*Письменное задание*
Назовите все города, из которых приходили письма, упомянутые в тексте документа в связи с торговлей лесом.

Дети семьи Зингер
Шрифт:
Он хотел уехать не только из ненавистного города, но и вообще из темной, невежественной Польши. Его давно тянуло в Берлин, в город, где его рабби Мойше Мендельсон когда-то жил и писал, откуда распространял по миру свет знаний. Еще мальчишкой, изучал по Библии Мендельсона немецкий, он мечтал о стране, откуда исходит добро, свет и разум. Потам, когда он уже помогал отцу торговать лесом, ему часто приходилось читать письма из Данцига, Бремена, Гамбурга, Берлина. И каждый разу него щемило сердце. На каждом конверте было написано: «Высокородному». Так красиво, так изысканно! Даже красочные марки с портретом кайзера будили в нем тоску по чужой и желанной стране…
В этих строках сквозит ирония, особенно в том, что касается Германии как источника «добра, света и разума». Последствия немецкого «добра и света» испытал на себе и сам Довид Карновский, так что ему пришлось взять свои слова обратно. Годы спустя, уже будучи вынужденным эмигрантом в Нью-Йорке, Карновский «так же решительно наступал на раввина синагоги „Шаарей-Цедек“, как когда-то, в молодости, на раввина города Мелеца, когда тот плохо отозвался о Мендельсоне». Случилось так, что раввином этой нью-йоркской синагоги был тот самый доктор Шпайер, который так впечатлил Довида, когда он только прибыл в Берлин. Довид Карновский выплюнул «подслащенный яд» Гаскалы, но его разочарование не отменяет ее привлекательности. Возможно, именно поэтому Иешуа послал Карновских из Берлина в Америку, а не обратно в Мелец (как мог бы сделать Башевис), хотя поначалу они поселяются в этаком мини-Мелеце внутри Нью-Йорка. Иешуа ни за что не стал бы выступать за возвращение в ограниченный мирок хасидизма, но Просвещение оказалось неспособно противостоять нацизму, и Иешуа не мог не отдать должное духовной силе ортодоксальной веры. Одно дело разочароваться в коммунизме с его максималистскими лозунгами, но куда страшнее разочароваться в Просвещении, которое казалось самой основой мироздания. Это означало, что никакие философские системы не могут служить защитой от дьявольской власти идеологов. Но юный Довид Карновский был далек от подобных выводов, как и сам Иешуа в свои молодые годы.

*Предоставленный материал*

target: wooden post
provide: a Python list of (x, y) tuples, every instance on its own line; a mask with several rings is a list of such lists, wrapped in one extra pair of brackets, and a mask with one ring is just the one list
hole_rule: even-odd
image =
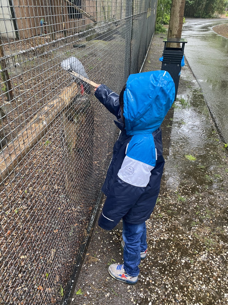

==

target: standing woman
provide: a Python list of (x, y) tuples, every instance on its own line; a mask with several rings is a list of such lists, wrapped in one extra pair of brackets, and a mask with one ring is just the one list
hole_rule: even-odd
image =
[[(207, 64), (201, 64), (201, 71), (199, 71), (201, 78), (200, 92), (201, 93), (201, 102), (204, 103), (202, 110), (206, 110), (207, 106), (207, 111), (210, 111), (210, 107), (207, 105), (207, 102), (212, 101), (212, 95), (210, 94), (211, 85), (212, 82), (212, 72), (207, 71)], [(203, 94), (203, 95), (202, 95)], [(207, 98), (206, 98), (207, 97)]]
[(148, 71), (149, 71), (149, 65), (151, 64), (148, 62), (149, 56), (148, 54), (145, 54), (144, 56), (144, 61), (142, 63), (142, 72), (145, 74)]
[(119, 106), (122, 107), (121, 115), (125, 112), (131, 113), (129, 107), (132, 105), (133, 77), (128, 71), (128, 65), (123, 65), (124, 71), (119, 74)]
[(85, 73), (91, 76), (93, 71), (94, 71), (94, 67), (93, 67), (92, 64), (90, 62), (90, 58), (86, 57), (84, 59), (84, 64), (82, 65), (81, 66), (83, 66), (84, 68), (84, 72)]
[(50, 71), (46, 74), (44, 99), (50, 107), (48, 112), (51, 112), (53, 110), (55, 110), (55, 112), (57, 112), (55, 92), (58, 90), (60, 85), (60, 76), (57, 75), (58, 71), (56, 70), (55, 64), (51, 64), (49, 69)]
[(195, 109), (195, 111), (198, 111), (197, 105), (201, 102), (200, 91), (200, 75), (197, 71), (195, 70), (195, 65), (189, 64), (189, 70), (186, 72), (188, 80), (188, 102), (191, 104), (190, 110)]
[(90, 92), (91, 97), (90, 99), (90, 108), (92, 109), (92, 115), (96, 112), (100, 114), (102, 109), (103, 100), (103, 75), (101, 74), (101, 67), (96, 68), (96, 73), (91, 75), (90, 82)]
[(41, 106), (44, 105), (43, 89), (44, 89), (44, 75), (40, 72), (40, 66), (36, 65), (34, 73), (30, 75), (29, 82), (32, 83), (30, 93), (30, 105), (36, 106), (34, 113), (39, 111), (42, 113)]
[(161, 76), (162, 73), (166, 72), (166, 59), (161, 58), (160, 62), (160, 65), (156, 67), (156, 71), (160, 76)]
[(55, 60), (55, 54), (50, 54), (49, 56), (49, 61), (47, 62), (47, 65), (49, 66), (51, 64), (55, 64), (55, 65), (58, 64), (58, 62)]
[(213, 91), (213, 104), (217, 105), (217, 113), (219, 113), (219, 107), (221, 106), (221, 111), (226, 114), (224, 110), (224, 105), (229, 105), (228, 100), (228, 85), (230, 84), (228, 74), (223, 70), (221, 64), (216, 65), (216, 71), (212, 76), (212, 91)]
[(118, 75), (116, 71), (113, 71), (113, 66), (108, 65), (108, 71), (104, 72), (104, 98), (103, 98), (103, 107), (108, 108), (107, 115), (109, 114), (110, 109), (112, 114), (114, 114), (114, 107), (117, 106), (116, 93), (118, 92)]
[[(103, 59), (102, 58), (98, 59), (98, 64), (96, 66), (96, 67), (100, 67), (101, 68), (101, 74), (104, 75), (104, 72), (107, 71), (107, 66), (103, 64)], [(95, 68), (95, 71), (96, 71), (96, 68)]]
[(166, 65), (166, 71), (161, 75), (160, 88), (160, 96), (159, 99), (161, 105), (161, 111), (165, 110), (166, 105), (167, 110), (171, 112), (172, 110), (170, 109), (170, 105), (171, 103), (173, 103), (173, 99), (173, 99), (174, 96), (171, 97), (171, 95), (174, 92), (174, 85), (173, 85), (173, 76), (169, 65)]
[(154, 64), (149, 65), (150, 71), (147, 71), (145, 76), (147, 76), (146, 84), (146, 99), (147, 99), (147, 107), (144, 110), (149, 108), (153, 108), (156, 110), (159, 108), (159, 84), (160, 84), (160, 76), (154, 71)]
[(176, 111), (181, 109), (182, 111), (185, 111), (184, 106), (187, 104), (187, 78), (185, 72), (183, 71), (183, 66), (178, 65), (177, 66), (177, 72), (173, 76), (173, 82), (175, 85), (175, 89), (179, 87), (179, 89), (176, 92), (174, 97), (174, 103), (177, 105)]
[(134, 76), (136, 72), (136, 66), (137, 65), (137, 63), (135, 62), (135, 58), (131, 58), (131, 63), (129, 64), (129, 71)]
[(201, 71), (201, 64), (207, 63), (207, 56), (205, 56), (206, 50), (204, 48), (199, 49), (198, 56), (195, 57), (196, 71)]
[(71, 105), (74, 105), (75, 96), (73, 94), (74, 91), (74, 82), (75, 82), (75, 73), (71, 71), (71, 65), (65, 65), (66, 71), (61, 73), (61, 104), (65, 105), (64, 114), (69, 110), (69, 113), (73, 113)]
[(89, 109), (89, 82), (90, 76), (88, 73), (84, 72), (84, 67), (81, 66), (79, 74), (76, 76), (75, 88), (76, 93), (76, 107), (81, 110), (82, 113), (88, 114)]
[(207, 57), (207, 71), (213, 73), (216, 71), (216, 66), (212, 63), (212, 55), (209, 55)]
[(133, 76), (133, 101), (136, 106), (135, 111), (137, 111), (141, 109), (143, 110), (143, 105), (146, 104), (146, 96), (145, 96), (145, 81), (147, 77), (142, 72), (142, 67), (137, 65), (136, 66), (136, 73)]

*Решение*
Данциг, Бремен, Гамбург, Берлин.